Task: Filter this data down to the lines that hold "hand", and copy them.

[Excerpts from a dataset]
++++++

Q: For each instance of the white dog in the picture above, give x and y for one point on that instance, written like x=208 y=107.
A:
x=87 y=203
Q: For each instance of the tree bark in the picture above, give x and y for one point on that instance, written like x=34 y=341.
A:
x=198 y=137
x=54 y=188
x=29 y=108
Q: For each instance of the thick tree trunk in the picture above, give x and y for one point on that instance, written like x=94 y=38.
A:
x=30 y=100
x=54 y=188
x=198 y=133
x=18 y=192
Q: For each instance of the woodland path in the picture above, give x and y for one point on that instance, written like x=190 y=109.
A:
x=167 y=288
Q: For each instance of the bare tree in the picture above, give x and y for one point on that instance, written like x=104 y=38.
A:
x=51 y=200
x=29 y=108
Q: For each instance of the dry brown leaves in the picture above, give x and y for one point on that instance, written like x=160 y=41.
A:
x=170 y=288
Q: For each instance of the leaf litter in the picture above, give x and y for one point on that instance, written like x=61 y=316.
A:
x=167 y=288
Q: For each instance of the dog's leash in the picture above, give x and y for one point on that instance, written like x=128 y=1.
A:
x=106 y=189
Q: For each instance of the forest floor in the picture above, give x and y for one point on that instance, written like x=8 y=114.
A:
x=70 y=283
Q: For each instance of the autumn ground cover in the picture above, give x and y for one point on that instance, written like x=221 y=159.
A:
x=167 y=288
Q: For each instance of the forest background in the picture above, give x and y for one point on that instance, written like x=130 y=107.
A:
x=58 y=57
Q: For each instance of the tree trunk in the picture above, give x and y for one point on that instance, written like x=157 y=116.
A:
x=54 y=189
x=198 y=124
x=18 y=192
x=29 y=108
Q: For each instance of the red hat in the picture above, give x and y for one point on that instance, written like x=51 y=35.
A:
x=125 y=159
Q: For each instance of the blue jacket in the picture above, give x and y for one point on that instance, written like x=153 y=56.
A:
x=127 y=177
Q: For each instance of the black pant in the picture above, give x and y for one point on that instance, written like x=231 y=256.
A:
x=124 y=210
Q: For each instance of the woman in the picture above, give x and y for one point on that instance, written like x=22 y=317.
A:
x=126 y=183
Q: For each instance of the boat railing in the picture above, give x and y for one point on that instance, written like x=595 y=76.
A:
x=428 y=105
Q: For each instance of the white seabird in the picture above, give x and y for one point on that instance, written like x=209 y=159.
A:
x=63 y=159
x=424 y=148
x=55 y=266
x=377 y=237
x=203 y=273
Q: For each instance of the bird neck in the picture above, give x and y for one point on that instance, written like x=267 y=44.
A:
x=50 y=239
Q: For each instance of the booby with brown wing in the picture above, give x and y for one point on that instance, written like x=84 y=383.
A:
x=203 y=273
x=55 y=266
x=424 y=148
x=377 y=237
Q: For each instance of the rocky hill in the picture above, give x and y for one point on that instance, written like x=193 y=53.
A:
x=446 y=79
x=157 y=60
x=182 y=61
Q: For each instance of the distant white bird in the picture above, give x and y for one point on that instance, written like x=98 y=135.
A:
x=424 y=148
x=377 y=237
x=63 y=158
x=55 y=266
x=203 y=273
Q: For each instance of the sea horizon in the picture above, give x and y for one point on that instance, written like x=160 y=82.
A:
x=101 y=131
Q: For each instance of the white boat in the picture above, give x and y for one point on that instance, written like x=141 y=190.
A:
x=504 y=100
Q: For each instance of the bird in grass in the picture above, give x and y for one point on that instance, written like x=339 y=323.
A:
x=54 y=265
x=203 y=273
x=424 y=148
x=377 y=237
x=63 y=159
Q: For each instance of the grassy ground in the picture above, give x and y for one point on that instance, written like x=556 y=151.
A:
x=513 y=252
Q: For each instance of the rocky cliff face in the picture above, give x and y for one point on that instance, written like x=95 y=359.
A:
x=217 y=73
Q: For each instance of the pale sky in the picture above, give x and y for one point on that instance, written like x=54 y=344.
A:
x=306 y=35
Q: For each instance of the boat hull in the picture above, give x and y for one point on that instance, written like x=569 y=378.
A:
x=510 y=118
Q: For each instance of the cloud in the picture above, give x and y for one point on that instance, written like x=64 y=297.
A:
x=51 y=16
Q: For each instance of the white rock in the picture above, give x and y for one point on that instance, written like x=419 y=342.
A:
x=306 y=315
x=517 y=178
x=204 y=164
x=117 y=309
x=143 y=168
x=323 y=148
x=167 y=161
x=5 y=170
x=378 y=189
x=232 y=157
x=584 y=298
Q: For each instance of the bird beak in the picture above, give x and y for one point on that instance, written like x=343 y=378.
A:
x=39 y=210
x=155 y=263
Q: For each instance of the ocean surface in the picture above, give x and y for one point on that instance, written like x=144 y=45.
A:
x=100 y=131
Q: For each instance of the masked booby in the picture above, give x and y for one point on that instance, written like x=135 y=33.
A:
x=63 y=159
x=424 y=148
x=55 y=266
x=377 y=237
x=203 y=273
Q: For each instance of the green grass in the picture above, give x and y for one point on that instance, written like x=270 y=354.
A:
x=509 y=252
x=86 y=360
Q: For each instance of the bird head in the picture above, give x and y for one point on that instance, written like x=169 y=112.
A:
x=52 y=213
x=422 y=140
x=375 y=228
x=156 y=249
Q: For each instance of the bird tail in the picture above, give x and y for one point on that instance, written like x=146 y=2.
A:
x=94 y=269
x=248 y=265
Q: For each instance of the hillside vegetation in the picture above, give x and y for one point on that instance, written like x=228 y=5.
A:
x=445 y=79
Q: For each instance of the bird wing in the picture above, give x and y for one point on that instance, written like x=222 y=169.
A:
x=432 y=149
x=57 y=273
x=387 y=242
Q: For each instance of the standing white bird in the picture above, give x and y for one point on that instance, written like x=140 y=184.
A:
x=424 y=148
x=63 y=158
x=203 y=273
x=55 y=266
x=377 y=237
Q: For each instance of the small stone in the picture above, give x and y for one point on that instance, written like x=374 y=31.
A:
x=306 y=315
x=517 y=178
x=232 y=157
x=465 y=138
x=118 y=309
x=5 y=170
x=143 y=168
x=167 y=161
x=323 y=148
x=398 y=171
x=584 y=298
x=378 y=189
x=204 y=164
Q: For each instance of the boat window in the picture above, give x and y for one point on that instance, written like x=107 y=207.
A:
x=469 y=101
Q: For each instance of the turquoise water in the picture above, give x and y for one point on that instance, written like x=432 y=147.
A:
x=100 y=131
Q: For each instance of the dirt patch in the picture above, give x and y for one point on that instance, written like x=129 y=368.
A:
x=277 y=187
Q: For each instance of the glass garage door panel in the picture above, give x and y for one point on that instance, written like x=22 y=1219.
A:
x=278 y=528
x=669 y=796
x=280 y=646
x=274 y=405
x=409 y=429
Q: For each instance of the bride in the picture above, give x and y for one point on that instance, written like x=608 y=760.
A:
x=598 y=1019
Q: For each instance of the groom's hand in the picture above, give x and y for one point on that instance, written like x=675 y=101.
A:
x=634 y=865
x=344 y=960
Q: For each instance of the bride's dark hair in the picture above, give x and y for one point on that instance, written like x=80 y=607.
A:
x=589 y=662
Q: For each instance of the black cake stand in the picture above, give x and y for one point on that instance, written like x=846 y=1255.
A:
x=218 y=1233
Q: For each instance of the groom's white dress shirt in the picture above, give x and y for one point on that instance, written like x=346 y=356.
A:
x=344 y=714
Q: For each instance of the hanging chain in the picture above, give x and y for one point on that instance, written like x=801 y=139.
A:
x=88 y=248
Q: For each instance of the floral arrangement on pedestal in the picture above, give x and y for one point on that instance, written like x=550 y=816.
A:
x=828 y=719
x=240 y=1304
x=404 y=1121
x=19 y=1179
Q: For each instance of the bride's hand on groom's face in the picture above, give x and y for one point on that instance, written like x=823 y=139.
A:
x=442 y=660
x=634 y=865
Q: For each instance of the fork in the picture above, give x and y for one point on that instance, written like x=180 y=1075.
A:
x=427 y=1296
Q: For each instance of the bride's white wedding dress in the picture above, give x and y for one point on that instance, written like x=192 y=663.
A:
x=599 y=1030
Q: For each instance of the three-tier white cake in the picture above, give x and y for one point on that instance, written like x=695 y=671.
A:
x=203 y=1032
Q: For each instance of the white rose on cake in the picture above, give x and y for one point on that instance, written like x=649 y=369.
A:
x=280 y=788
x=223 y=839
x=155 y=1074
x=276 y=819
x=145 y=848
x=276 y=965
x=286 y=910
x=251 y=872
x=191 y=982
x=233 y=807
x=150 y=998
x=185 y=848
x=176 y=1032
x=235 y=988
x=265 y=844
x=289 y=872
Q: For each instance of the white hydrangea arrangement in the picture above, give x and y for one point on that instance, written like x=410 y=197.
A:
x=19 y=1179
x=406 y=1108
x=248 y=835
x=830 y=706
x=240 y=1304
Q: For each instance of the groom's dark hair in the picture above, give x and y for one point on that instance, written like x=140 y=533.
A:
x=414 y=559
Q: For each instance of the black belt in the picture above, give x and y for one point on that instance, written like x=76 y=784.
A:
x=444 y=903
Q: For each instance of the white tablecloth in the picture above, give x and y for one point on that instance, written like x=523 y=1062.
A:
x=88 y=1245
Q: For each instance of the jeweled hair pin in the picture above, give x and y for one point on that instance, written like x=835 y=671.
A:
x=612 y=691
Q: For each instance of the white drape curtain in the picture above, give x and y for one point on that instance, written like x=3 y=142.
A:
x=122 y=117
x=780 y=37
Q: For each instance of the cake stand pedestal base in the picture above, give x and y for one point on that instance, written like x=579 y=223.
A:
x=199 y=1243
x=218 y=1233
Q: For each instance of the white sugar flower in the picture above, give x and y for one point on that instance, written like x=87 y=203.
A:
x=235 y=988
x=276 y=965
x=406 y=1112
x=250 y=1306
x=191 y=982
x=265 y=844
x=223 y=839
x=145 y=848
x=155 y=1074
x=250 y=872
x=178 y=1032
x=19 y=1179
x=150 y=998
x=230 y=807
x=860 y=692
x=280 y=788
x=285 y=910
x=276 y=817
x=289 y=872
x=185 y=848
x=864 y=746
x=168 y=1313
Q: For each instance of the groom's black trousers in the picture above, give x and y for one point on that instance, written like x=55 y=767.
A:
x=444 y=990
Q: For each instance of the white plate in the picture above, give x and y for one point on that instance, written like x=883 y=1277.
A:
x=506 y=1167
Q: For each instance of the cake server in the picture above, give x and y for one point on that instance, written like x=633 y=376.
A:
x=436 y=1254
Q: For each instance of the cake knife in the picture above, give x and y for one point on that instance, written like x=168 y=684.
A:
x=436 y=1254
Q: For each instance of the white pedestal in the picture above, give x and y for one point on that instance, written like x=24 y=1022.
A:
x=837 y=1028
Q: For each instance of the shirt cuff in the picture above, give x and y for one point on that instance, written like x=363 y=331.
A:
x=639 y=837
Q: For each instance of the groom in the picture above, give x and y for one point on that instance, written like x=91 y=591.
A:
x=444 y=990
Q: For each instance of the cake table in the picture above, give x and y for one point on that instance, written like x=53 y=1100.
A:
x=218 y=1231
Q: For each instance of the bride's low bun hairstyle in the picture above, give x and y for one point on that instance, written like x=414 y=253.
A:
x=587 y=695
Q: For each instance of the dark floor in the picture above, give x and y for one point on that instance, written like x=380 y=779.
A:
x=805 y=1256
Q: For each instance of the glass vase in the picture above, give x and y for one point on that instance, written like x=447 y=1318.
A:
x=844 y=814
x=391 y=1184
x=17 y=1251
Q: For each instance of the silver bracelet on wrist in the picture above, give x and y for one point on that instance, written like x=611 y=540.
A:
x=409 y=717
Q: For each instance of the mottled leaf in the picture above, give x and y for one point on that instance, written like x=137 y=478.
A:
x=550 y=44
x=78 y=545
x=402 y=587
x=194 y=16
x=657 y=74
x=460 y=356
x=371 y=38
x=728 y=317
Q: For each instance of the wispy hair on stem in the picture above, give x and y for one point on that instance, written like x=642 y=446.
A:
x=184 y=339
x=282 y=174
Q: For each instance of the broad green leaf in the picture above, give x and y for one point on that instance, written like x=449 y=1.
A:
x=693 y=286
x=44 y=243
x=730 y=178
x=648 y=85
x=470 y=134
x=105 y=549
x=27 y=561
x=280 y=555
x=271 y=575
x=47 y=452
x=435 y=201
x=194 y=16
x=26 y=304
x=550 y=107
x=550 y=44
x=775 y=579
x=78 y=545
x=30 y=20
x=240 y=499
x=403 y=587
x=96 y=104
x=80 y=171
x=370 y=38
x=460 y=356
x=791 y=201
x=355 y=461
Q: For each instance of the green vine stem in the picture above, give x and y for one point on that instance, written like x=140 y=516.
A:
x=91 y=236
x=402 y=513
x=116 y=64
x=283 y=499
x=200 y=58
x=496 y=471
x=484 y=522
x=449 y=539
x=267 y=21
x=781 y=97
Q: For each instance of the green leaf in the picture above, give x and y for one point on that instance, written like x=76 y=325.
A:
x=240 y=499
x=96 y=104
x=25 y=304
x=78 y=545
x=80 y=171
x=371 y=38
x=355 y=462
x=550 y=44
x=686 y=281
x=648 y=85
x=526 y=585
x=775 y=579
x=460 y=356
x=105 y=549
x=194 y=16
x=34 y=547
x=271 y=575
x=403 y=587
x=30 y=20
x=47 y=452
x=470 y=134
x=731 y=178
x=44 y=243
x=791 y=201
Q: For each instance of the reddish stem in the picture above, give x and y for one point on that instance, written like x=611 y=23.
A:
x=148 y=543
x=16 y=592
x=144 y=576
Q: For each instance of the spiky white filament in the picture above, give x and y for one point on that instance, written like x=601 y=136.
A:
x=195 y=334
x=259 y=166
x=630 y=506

++++++

Your solution:
Q: For each instance of the groom's hand in the picture above, give x and y for one point on that instance, written like x=675 y=101.
Q: For each instance of the bride's hand on groom's face in the picture above, give x and y for one point on that instance, written like x=823 y=139.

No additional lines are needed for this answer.